Passage to read:
+--

I know (and understand) that a lot of people have issues with:

the amount of LotD's time and action in the book
a cover that shows something that is representative of less than 1% of the book
etc.

but....it is a damn well written book. And Kersh is a more than serviceable protagonist.


----------



## Brother Subtle (May 24, 2009)

I'm also finding the last few HH books a bit of a grind. In fact, I've gone back to co-reading the Eisenhorn and Ravenor Omnibuses just to get some better writing back into me. Will I still buy each and every new HH book and read it? Yes. If just like the pace to pick up a little.


----------



## Words_of_Truth (Sep 20, 2007)

Yeah I still loved LotD, I didn't have a problem with it, but I can see how it can mislead people.


----------



## cheeto (Apr 1, 2011)

Brother Subtle said:


> I'm also finding the last few HH books a bit of a grind. In fact, I've gone back to co-reading the Eisenhorn and Ravenor Omnibuses just to get some better writing back into me. Will I still buy each and every new HH book and read it? Yes. If just like the pace to pick up a little.


I did the same thing. I started re-reading 40k books... Here's my problem. Since I was a teenager I have been reading short stories are references about the HH in White Dwarf and it intrigued me to no end. The imperium at the height of it's power and then the great betrayal that shook the pillars of Heaven... And then they started releasing HH books which started out pretty good even if I was never impressed with Horus. My biggest problem is that as epic as the HH was, the books aren't epic. 

For example, compare Mechanicus and Titanicus. Titanicus, I thought, was an epic novel. The titans were GOD MACHINES and I felt like I was right there in that huge engine war. Then I read Mechanicus and thought that would be like Titanicus on steroids... except that it has a small story feel to it. It felt like we were being rushed through a story line so we could get to a lack luster battle and then on to the next book. There was just nothing epic about that epic battle.

Decent of Angels isn't even an HH book. It just happens to be part of the series. Battle of the Abyss would have been better as a short story. Hated it. Unlike Brother Subtle, I just can't bring myself to read each and every HH book anymore. Maybe Black library just isn't being selective enough with it's choice of writers, maybe it's just milking us for money with sub par books, I don't know. What I do know is that most of these books have more of a feel of a reading assignment to them and not so much enjoyment.

Sorry for all the negativity, that's just how I feel...


----------



## Brother Subtle (May 24, 2009)

Don't feel sorry! We're all entitled to our opinions.


----------



## Doelago (Nov 29, 2009)

cheeto said:


> For example, compare Mechanicus and Titanicus. Titanicus, I thought, was an epic novel. The titans were GOD MACHINES and I felt like I was right there in that huge engine war. Then I read Mechanicus and thought that would be like Titanicus on steroids... except that it has a small story feel to it. It felt like we were being rushed through a story line so we could get to a lack luster battle and then on to the next book. There was just nothing epic about that epic battle.
> 
> Decent of Angels isn't even an HH book. It just happens to be part of the series.


Agreed. Was really disappointed with "Mechanicus", and "Decent of Angels" was a Warhammer Fantasy book with bolt pistols and chainswords, with a 40k short story chucked in at the end.


----------



## Brother Lucian (Apr 22, 2011)

Doelago said:


> Agreed. Was really disappointed with "Mechanicus", and "Decent of Angels" was a Warhammer Fantasy book with bolt pistols and chainswords, with a 40k short story chucked in at the end.

+--

Set task: Repeat the Horus Heresy thread word for word from "I did the same" up to and including "books aren't epic.". The data have no connection to the Horus Heresy thread.

Data shown:
+--

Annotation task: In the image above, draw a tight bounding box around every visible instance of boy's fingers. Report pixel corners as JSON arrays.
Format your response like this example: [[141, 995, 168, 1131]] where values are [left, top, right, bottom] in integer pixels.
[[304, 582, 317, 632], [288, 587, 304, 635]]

+--

Solution to this exercise:
I did the same thing. I started re-reading 40k books... Here's my problem. Since I was a teenager I have been reading short stories are references about the HH in White Dwarf and it intrigued me to no end. The imperium at the height of it's power and then the great betrayal that shook the pillars of Heaven... And then they started releasing HH books which started out pretty good even if I was never impressed with Horus. My biggest problem is that as epic as the HH was, the books aren't epic.